- [Passage provided]
#####

The exact point of instability is likely to be caused by inverse beta decay reducing the electron number density (it could also be modified upwards slightly by extremely rapid rotation). [NB: This is lower than the "Chandrasekhar mass" commonly quoted for white dwarfs because (i) there are more mass units per electron in iron than for the usual carbon/oxygen assumed to be in most white dwarfs, and this reduces the degeneracy pressure for a given density; and (ii) more importantly, inverse beta decay sets in at much lower densities for iron than in carbon.]

The structure of such objects is studied in detail by Rotondo et al. (2011). The instability occurs at a finite density and hence radius, which is about 2200 km (the exact value is uncertain). The central density would be about $1.1\times 10^{12}$ kg m$^{-3}$ (this is where the electron Fermi energy equals the threshold energy for inverse beta decay in iron). The central pressure is essentially ideal relativistic electron degeneracy pressure - which I calculate to be about $5\times 10^{25}$ Pa. The temperature of the object would not really matter - the electrons would be completely degenerate unless it substantially exceeds $10^{8}$ K (e.g. see this link, setting the log density to 12 and the mass units per electron $\mu_e$ to $\sim 2.2$.)

#####

Saved data entries
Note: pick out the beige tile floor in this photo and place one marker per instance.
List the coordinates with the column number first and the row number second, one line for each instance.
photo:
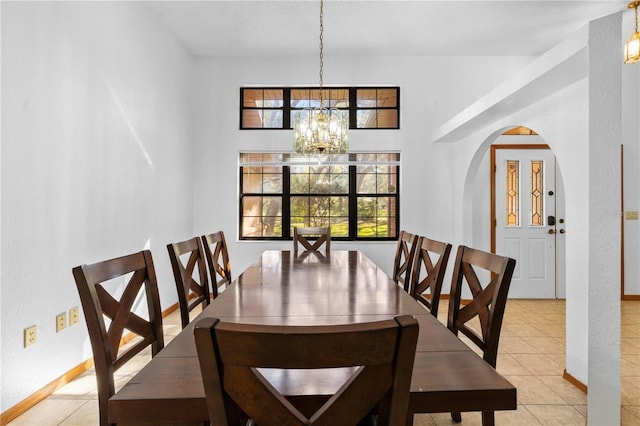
column 531, row 356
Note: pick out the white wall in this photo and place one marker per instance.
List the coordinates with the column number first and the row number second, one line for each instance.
column 96, row 163
column 631, row 141
column 432, row 90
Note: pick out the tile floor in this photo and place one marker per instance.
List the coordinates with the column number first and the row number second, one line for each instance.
column 531, row 356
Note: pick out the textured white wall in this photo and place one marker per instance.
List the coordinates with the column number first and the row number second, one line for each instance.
column 96, row 163
column 605, row 137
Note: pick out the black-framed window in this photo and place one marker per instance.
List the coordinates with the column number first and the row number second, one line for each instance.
column 356, row 194
column 276, row 108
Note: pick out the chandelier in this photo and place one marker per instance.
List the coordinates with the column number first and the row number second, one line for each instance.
column 323, row 129
column 632, row 47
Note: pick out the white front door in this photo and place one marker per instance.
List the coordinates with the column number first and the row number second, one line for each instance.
column 526, row 222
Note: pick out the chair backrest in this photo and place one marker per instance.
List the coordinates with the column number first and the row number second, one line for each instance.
column 403, row 262
column 187, row 257
column 488, row 301
column 97, row 302
column 429, row 265
column 215, row 248
column 319, row 236
column 381, row 353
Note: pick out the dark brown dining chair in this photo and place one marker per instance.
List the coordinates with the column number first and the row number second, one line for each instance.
column 312, row 239
column 429, row 266
column 381, row 353
column 487, row 304
column 187, row 259
column 137, row 273
column 217, row 254
column 403, row 262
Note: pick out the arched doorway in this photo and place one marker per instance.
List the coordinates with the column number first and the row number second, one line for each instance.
column 525, row 220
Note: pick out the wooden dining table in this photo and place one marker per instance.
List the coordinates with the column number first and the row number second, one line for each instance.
column 312, row 289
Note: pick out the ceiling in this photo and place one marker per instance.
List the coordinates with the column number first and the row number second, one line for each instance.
column 381, row 28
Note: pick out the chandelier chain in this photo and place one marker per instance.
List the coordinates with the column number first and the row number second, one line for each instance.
column 321, row 47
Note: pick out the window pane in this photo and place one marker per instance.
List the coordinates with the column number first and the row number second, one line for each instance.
column 300, row 98
column 271, row 119
column 387, row 119
column 251, row 182
column 366, row 98
column 251, row 119
column 299, row 183
column 262, row 216
column 340, row 183
column 513, row 193
column 319, row 183
column 339, row 226
column 339, row 98
column 387, row 98
column 339, row 206
column 273, row 98
column 272, row 183
column 537, row 199
column 252, row 97
column 366, row 119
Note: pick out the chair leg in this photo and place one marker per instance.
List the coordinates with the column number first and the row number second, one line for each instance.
column 409, row 419
column 488, row 419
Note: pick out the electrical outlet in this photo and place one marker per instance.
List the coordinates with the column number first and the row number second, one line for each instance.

#####

Write out the part of the passage on degenerate iron cores between "The structure of" and "to $\sim 2.2$.)", inclusive.

- [Answer in full]
The structure of such objects is studied in detail by Rotondo et al. (2011). The instability occurs at a finite density and hence radius, which is about 2200 km (the exact value is uncertain). The central density would be about $1.1\times 10^{12}$ kg m$^{-3}$ (this is where the electron Fermi energy equals the threshold energy for inverse beta decay in iron). The central pressure is essentially ideal relativistic electron degeneracy pressure - which I calculate to be about $5\times 10^{25}$ Pa. The temperature of the object would not really matter - the electrons would be completely degenerate unless it substantially exceeds $10^{8}$ K (e.g. see this link, setting the log density to 12 and the mass units per electron $\mu_e$ to $\sim 2.2$.)